==== Material shown ====

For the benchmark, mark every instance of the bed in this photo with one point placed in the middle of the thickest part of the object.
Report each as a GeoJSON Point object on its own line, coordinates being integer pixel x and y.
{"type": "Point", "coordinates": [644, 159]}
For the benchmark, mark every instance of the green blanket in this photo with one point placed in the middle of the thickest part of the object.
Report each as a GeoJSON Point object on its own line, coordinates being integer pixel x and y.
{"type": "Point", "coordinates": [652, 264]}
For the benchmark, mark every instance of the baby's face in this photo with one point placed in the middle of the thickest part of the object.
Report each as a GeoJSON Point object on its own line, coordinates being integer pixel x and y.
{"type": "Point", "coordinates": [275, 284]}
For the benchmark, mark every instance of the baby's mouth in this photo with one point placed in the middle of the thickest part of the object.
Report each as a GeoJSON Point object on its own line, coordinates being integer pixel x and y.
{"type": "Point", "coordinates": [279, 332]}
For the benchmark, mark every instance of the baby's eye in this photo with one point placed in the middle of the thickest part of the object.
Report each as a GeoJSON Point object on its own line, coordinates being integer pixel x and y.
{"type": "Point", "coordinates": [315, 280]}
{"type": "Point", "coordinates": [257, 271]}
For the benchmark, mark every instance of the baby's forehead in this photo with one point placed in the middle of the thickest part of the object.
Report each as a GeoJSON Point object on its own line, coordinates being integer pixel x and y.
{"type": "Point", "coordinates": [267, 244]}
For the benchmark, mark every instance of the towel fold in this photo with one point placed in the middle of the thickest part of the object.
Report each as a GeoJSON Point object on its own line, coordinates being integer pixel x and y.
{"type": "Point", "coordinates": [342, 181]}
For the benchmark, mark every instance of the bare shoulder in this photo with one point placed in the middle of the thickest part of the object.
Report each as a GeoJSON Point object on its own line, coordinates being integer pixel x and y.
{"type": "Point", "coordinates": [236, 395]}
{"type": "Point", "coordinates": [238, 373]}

====

Rewrite all of the records above as a numbered list with one line per entry and no blank lines.

1. For the benchmark, mark every instance of the bed in this photo with one point placed in the middle of the thickest part of the object.
2. Report each as a GeoJSON Point object on its own line, coordinates being integer pixel x and y.
3. {"type": "Point", "coordinates": [644, 159]}
4. For the benchmark, mark every instance of the green blanket in this photo with one point placed in the middle of the thickest part of the object.
5. Report each as a GeoJSON Point object on its own line, coordinates being integer pixel x and y.
6. {"type": "Point", "coordinates": [652, 264]}
7. For the benchmark, mark every instance of the baby's face in this photo with one point placed in the middle of the thickest part of the object.
8. Report each as a GeoJSON Point object on its own line, coordinates being integer pixel x and y.
9. {"type": "Point", "coordinates": [275, 284]}
10. For the benchmark, mark every instance of the baby's mouth in this photo with one point placed in the middle of the thickest part of the object.
11. Report each as a GeoJSON Point object on its own line, coordinates being integer pixel x and y.
12. {"type": "Point", "coordinates": [279, 332]}
13. For the benchmark, mark every instance of the baby's eye in this photo with one point placed in the middle of the thickest part of the object.
14. Report each as a GeoJSON Point object on its own line, coordinates being integer pixel x and y.
15. {"type": "Point", "coordinates": [315, 280]}
16. {"type": "Point", "coordinates": [257, 271]}
17. For the benchmark, mark every instance of the baby's forehead in this photo with one point placed in the middle of the thickest part of the object.
18. Report each as a GeoJSON Point object on its own line, coordinates being integer pixel x and y.
19. {"type": "Point", "coordinates": [267, 244]}
20. For the benchmark, mark every instance of the towel fold in this photo with one point placed in the middle of the thickest part of the object.
21. Report each as a GeoJSON Point object on its own line, coordinates being integer pixel x and y.
22. {"type": "Point", "coordinates": [342, 181]}
23. For the benchmark, mark every instance of the bare shoulder in this photo with one point placed in the middle of the thickest part of the object.
24. Report each as a GeoJSON Point object on its own line, coordinates being integer pixel x and y.
25. {"type": "Point", "coordinates": [236, 395]}
26. {"type": "Point", "coordinates": [238, 373]}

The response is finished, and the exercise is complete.